Your instructions: Recast the stretch of the records below, from the line containing "Annotation guideline v3.1 — Label: white" through the end of the records, as a Markdown table with the columns Row and Line, numbering each row and omitting blank lines.

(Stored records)
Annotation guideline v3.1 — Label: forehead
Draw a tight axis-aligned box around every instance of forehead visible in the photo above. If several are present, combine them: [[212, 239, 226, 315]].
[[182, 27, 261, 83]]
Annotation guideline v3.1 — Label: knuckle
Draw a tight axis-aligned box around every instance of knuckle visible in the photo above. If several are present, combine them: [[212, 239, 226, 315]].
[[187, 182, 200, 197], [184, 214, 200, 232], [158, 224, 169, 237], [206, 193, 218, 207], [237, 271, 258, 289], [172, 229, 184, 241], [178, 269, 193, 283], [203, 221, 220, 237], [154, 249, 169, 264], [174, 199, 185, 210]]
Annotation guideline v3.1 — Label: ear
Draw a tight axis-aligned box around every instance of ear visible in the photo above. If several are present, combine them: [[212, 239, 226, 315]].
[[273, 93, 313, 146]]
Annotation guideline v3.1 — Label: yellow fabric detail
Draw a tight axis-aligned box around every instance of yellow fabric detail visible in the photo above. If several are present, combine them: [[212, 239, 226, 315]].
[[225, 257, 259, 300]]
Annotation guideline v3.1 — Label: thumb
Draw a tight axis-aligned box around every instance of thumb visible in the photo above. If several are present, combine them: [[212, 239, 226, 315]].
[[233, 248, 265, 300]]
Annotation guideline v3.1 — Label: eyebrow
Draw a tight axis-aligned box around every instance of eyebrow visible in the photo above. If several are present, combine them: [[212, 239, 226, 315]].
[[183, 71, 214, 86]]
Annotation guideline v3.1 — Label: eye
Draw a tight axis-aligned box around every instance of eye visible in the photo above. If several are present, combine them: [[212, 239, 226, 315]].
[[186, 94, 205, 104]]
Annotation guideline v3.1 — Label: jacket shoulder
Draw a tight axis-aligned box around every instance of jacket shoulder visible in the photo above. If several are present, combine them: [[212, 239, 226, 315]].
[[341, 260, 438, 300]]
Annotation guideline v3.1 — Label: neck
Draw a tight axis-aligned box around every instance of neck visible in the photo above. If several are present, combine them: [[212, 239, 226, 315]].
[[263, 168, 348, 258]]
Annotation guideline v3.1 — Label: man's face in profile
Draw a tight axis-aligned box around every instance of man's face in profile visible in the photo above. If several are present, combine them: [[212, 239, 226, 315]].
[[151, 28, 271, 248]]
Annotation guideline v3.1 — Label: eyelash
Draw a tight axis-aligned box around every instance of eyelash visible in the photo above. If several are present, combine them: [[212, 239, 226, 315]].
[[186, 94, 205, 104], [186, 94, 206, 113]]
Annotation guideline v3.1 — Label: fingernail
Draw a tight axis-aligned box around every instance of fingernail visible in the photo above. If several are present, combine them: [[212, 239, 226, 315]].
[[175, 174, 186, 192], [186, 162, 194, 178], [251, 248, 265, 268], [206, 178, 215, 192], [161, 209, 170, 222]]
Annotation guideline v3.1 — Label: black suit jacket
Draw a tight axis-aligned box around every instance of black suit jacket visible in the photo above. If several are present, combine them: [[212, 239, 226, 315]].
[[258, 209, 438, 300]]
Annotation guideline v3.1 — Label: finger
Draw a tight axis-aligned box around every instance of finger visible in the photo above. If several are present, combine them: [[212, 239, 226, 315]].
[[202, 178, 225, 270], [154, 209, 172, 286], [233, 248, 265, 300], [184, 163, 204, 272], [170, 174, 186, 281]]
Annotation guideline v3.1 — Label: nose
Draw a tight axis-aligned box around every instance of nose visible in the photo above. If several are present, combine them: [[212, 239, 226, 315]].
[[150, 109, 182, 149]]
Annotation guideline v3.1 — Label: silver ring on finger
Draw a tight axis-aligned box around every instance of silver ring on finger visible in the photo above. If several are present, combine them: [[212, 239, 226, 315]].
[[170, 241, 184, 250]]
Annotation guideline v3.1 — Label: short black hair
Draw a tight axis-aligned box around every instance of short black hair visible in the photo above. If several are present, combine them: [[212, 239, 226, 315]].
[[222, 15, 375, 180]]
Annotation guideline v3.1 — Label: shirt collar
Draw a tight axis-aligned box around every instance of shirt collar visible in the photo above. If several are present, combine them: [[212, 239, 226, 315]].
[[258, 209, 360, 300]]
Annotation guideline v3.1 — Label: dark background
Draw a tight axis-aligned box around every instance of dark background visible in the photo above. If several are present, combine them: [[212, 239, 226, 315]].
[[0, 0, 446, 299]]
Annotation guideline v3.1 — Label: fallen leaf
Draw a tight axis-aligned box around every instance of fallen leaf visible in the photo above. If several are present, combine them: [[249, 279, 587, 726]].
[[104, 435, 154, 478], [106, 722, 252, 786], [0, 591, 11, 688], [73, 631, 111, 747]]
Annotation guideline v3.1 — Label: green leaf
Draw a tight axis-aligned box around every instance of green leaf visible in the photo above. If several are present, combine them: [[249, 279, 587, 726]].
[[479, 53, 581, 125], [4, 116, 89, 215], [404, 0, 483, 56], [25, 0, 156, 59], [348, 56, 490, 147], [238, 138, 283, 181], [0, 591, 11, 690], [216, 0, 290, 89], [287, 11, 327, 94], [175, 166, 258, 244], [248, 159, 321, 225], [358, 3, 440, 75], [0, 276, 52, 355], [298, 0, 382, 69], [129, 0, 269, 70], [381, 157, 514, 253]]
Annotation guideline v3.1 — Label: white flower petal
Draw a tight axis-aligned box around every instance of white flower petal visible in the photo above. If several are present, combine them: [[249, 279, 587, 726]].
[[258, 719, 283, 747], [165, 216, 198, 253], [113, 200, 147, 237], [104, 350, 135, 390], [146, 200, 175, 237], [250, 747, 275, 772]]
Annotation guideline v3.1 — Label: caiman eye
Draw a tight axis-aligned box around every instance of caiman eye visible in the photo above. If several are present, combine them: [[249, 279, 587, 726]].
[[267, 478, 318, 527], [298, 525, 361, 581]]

Written response:
| Row | Line |
|---|---|
| 1 | Annotation guideline v3.1 — Label: white flower petal |
| 2 | Draw a tight axis-aligned box around every instance of white flower petal visible in the photo above. If several are present, combine them: [[249, 279, 587, 726]]. |
| 3 | [[258, 719, 283, 747], [165, 216, 198, 253], [113, 200, 147, 237], [104, 350, 135, 390], [146, 200, 175, 237], [250, 747, 275, 772]] |
| 4 | Annotation guideline v3.1 — Label: caiman eye |
| 5 | Draw a tight axis-aligned box around every instance of caiman eye visible in the photo above. If several are present, combine them: [[249, 279, 587, 726]]. |
| 6 | [[267, 478, 318, 527], [298, 525, 361, 581]] |